● Exercise description: Copy every record exactly, and keep the pictures out.

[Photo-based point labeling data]
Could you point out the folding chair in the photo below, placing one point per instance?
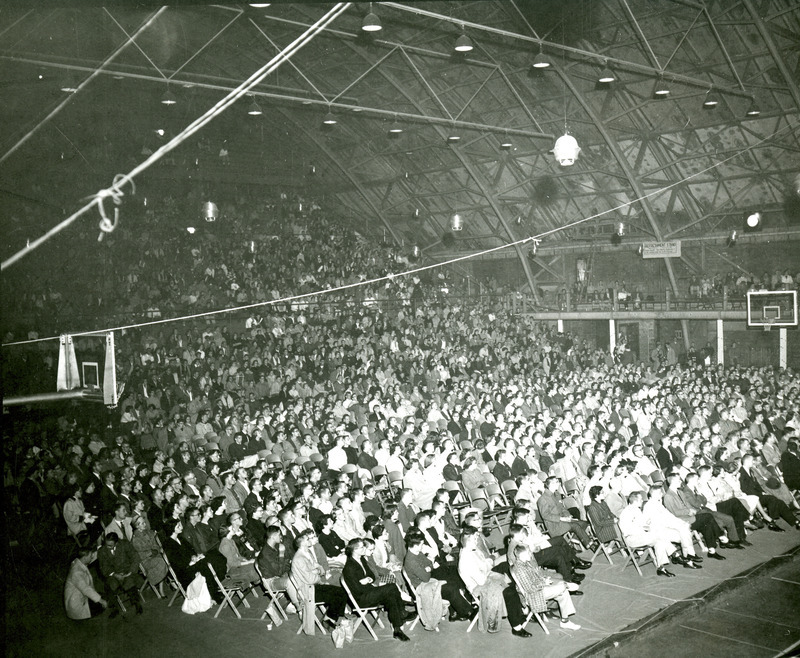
(374, 610)
(509, 488)
(379, 477)
(301, 609)
(172, 577)
(272, 596)
(490, 517)
(608, 548)
(157, 590)
(229, 590)
(634, 555)
(531, 613)
(412, 590)
(351, 470)
(395, 480)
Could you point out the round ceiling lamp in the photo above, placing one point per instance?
(463, 44)
(210, 211)
(371, 22)
(566, 150)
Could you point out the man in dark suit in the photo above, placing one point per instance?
(775, 506)
(119, 565)
(557, 518)
(502, 470)
(362, 584)
(420, 569)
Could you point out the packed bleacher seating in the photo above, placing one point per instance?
(406, 456)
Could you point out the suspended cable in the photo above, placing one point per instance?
(535, 239)
(116, 192)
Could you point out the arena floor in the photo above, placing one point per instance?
(748, 605)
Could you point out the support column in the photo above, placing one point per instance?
(782, 347)
(612, 335)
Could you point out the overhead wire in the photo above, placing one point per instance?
(116, 192)
(535, 239)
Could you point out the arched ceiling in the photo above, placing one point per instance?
(668, 167)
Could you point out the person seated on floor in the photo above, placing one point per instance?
(81, 599)
(363, 584)
(703, 522)
(659, 520)
(557, 519)
(307, 575)
(493, 590)
(119, 566)
(536, 587)
(638, 532)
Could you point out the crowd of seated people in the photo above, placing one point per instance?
(316, 448)
(252, 470)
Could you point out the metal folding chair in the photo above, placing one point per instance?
(301, 611)
(362, 613)
(230, 590)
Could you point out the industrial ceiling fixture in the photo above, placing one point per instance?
(606, 75)
(254, 110)
(754, 220)
(463, 43)
(711, 100)
(210, 211)
(168, 98)
(566, 150)
(329, 119)
(395, 130)
(660, 90)
(371, 22)
(541, 62)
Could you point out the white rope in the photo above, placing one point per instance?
(115, 191)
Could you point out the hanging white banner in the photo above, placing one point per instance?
(671, 249)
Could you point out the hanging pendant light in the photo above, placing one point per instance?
(210, 211)
(168, 98)
(711, 100)
(463, 43)
(254, 110)
(660, 90)
(371, 22)
(566, 150)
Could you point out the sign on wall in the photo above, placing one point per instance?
(670, 249)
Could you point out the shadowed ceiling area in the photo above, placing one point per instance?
(665, 165)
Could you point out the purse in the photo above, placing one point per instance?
(198, 598)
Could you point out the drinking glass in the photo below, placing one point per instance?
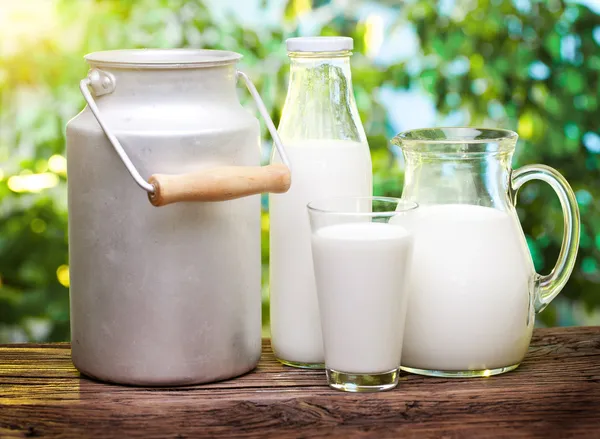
(361, 256)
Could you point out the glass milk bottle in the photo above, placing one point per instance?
(326, 143)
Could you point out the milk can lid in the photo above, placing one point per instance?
(319, 44)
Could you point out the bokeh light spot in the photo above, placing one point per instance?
(62, 274)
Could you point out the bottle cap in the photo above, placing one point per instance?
(319, 44)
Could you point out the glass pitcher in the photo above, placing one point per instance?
(474, 291)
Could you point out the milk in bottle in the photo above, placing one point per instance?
(327, 145)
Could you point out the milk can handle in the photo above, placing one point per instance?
(214, 184)
(551, 284)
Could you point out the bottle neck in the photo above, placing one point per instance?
(320, 101)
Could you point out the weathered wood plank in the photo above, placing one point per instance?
(555, 393)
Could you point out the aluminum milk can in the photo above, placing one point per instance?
(166, 295)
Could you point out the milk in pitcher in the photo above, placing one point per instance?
(469, 305)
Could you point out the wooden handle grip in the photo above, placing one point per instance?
(219, 184)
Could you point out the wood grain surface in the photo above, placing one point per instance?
(554, 393)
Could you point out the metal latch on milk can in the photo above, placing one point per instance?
(214, 184)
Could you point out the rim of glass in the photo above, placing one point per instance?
(407, 206)
(455, 135)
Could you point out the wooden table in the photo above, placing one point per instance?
(554, 393)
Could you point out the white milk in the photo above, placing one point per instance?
(361, 269)
(320, 169)
(469, 302)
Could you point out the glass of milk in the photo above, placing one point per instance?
(361, 260)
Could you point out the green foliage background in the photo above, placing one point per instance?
(500, 41)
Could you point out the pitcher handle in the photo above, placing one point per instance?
(551, 284)
(214, 184)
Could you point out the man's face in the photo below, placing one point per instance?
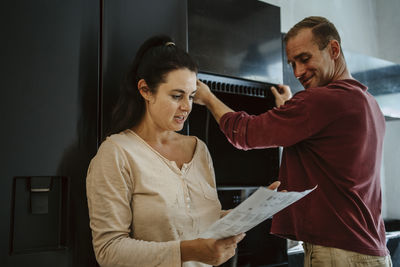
(312, 66)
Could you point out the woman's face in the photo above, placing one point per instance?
(170, 106)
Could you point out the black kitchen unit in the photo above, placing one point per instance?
(62, 64)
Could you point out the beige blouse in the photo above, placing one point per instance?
(141, 204)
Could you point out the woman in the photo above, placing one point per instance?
(150, 190)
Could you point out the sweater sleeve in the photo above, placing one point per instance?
(109, 193)
(283, 126)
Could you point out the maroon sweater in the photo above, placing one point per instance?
(332, 137)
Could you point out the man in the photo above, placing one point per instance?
(332, 134)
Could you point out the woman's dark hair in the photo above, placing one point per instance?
(156, 57)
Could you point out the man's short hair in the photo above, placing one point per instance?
(323, 30)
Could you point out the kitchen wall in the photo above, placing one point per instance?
(368, 27)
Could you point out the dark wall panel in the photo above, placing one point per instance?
(48, 107)
(127, 24)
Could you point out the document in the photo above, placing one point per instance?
(261, 205)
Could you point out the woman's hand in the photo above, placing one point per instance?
(282, 94)
(210, 251)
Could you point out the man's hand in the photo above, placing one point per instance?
(282, 94)
(210, 251)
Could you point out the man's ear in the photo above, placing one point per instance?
(144, 89)
(335, 49)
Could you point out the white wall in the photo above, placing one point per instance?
(391, 171)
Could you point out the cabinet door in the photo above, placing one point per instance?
(126, 25)
(48, 107)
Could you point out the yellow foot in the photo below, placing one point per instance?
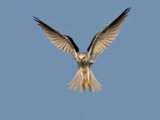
(89, 83)
(82, 82)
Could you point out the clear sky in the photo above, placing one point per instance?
(34, 73)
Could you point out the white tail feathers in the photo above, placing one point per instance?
(76, 83)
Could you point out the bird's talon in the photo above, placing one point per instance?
(89, 82)
(82, 83)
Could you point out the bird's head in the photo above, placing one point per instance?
(82, 57)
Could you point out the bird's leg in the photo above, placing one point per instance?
(82, 82)
(88, 76)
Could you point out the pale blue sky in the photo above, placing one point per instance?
(34, 73)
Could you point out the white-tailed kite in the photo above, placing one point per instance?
(84, 78)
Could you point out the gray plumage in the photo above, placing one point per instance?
(84, 78)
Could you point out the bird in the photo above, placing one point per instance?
(84, 79)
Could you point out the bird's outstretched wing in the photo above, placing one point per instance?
(63, 42)
(104, 38)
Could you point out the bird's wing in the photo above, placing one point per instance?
(104, 38)
(61, 41)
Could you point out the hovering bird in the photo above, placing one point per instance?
(84, 78)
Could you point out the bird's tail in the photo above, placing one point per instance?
(76, 83)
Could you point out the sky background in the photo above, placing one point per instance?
(34, 73)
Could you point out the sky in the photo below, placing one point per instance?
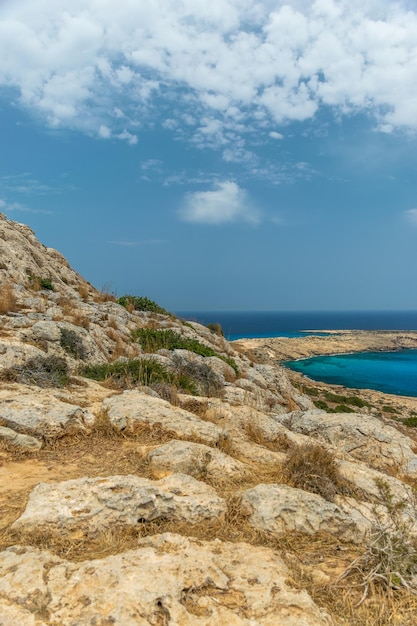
(224, 155)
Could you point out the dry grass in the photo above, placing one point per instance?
(313, 468)
(8, 299)
(84, 291)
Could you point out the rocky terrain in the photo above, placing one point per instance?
(153, 473)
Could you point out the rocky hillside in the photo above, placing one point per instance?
(152, 474)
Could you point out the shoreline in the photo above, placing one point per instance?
(276, 351)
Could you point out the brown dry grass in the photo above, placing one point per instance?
(8, 299)
(314, 562)
(313, 468)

● The completed task:
Could you point out the folding chair in the photo below, placing one point per instance?
(374, 610)
(509, 488)
(379, 477)
(301, 609)
(172, 577)
(272, 596)
(490, 517)
(608, 548)
(157, 590)
(229, 590)
(634, 555)
(531, 613)
(412, 590)
(351, 470)
(395, 480)
Could you point out the round ceiling lamp in the photo above, placing one point per instance?
(463, 44)
(210, 211)
(371, 22)
(566, 150)
Could you point out the man in dark suit in the photo above, placing one point per instance?
(775, 506)
(119, 565)
(557, 518)
(502, 470)
(362, 584)
(420, 569)
Could you point out the packed bleacher seating in the photo above, placing one point per instance?
(406, 456)
Could you point out the suspended cable in the photo above, placing one point per instance?
(535, 239)
(116, 192)
Could you point out the arena floor in the photo above, placing one point per instance?
(748, 605)
Could you point out the support column in the photo above, placing one point per instance?
(782, 347)
(612, 335)
Could you point out the overhead wire in the photo above, placing one point per instance?
(116, 192)
(535, 239)
Could you point out the arched ceiling in the photo above, placing one point per instance?
(668, 167)
Could you point out the person seated on floor in the photo above, placing one point per instance?
(81, 599)
(363, 584)
(703, 522)
(659, 520)
(557, 519)
(307, 575)
(493, 590)
(119, 566)
(536, 587)
(638, 532)
Could you point out the crowd of seated people in the photo above, placing one point per instance?
(316, 448)
(252, 470)
Could you point out the metal folding chair in the photo above, placing one point per instance?
(301, 611)
(362, 613)
(230, 590)
Could you point out the industrial ceiling fixture in the photo above, placing one point per instance?
(606, 75)
(254, 110)
(754, 220)
(463, 43)
(711, 100)
(210, 211)
(168, 98)
(566, 150)
(329, 119)
(395, 130)
(660, 90)
(371, 22)
(541, 62)
Could you point out the white rope in the photo above, placing one point per instance?
(115, 191)
Could you point out the hanging white banner in the photo above, placing one point per instance?
(671, 249)
Could you point out the hanging pendant light in the photo above, placing one point per instance?
(210, 211)
(168, 98)
(711, 100)
(463, 43)
(254, 110)
(660, 90)
(371, 22)
(566, 150)
Could you point out the sign on wall in the photo above, placing one point per instance?
(670, 249)
Could you point out the shadowed ceiling area in the photo above, placing one point per instance?
(665, 165)
Could you point out the purse in the photo above, placing one point per instance?
(198, 598)
Could you point out the drinking glass in the photo below, placing one point per instance?
(361, 256)
Could you point out the glass milk bottle in the photo above, placing one point per instance?
(326, 143)
Could you point out the milk can lid in the photo above, placing one point per instance?
(319, 44)
Could you point out the bokeh light spot in the photo above, placing one point per instance?
(62, 274)
Could you point out the bottle cap in the photo above, placing one point per instance?
(319, 44)
Could you point out the glass pitcher in the photo above, placing one point per instance?
(474, 291)
Could you point out the milk in bottle in the photo above, placing one point per instance?
(327, 145)
Could you point out the milk can handle in the photo above, placing one point per instance?
(214, 184)
(551, 284)
Could you point out the bottle neck in the photo above, placing one point per instance?
(320, 101)
Could you point out the weathered wood plank in the photo above, placing one point per instance?
(555, 393)
Could you point out the aluminum milk can in the photo above, placing one point per instance?
(166, 295)
Could you point out the milk in pitcher in the photo above, placing one point per instance?
(469, 305)
Could you point out the wooden handle grip in the photo above, placing one point per instance?
(219, 184)
Could you point out the wood grain surface in the photo above, placing one point per instance?
(554, 393)
Could you point out the metal latch on milk can in the photo above, placing one point per instance?
(214, 184)
Could you point out the rim of glass in the photo above, placing one point per instance?
(407, 206)
(455, 135)
Could you point out the wooden table in the photo above, placing one point per instance?
(554, 393)
Could you point out the white milk in the photo above, placing one point per instance?
(361, 269)
(320, 169)
(469, 302)
Could you point out the glass of milk in the photo above, placing one point per instance?
(361, 260)
Could you point out the green foliage background in the photo above, placing one point per instance?
(500, 41)
Could you point out the pitcher handle in the photo above, placing one point per instance?
(551, 284)
(214, 184)
Could you point out the man's face in the photo below, placing one point per instance?
(312, 66)
Could you point out the woman's face in the photo above, placing one point per instance?
(170, 106)
Could you point out the black kitchen unit in the photo above, placing one point per instance?
(62, 64)
Could you point out the beige blouse in the photo above, placing one point per instance?
(141, 204)
Could you point out the woman in the photo above, placing one point per instance?
(150, 190)
Could you point out the sweater sleeve in the photo above, placing one point per instance?
(109, 193)
(283, 126)
Could you point out the maroon sweater in the photo above, placing one point per instance?
(332, 137)
Could you point out the man in the photo above, placing one point per instance?
(332, 134)
Could you point out the woman's dark hair in the photo above, placing one point per instance?
(156, 57)
Could you point out the man's short hair in the photo above, placing one point per instance?
(323, 30)
Could you point out the kitchen wall in the photo above, placing one point per instance?
(368, 27)
Could you point out the dark wall panel in the photo above, placing one point per instance?
(48, 107)
(127, 24)
Could you point out the document in the photo above, placing one point per instance?
(261, 205)
Could you point out the woman's hand in the photo above, placing one point per instance?
(282, 94)
(210, 251)
Could you point out the man's hand in the photo above, placing one point per instance?
(282, 94)
(210, 251)
Could you point out the man's ear in the photo above, placing one point per instance?
(144, 89)
(335, 49)
Could you point out the white wall in the photo above, placing one point per instance?
(391, 171)
Could you point out the cabinet door in the photo above, placing one point per instance?
(126, 25)
(48, 107)
Could you point out the yellow foot in the photo below, placing one point per instance?
(89, 83)
(82, 82)
Could you point out the clear sky in the photo above, placing one point per instance?
(34, 73)
Could you point out the white tail feathers in the photo above, placing one point per instance?
(76, 83)
Could you point out the bird's talon in the photo above, placing one point per instance?
(89, 82)
(82, 83)
Could you point out the bird's head in the photo above, placing one point per instance?
(82, 57)
Could you point out the bird's leg in the photo above, placing one point per instance?
(82, 82)
(88, 76)
Could you point out the pale blue sky in the photo above, placing one point per instance?
(34, 73)
Could you point out the white-tailed kite in the photo above, placing one point per instance?
(84, 78)
Could you point out the gray plumage in the photo above, placing one point per instance?
(84, 78)
Could you point out the bird in the photo above, placing one point per instance?
(84, 79)
Could you point out the bird's outstretched wing in the photo above, placing one point per instance?
(63, 42)
(104, 38)
Could you point out the bird's wing in the photo above, placing one point per instance?
(104, 38)
(61, 41)
Could you point out the hovering bird in the photo above, placing one point per instance?
(84, 78)
Could you point out the bird's tail in the photo above, placing one point per instance?
(76, 83)
Could you point out the sky background in the photo above, placing one point per instance?
(34, 73)
Could you point out the sky in the photo below, placing one point per instance?
(224, 155)
Could you point out the dry grass in the photo above, placing one point per instance?
(313, 468)
(8, 299)
(84, 291)
Could you point out the rocky terrain in the photo above, placing one point per instance?
(153, 473)
Could you point out the rocky hillside in the photo above, placing one point per instance?
(152, 474)
Could you point out the shoreline in the photo above, placing one point per instance?
(276, 351)
Could you point out the brown dry grass in the photo above, placing one point per instance?
(8, 299)
(314, 562)
(313, 468)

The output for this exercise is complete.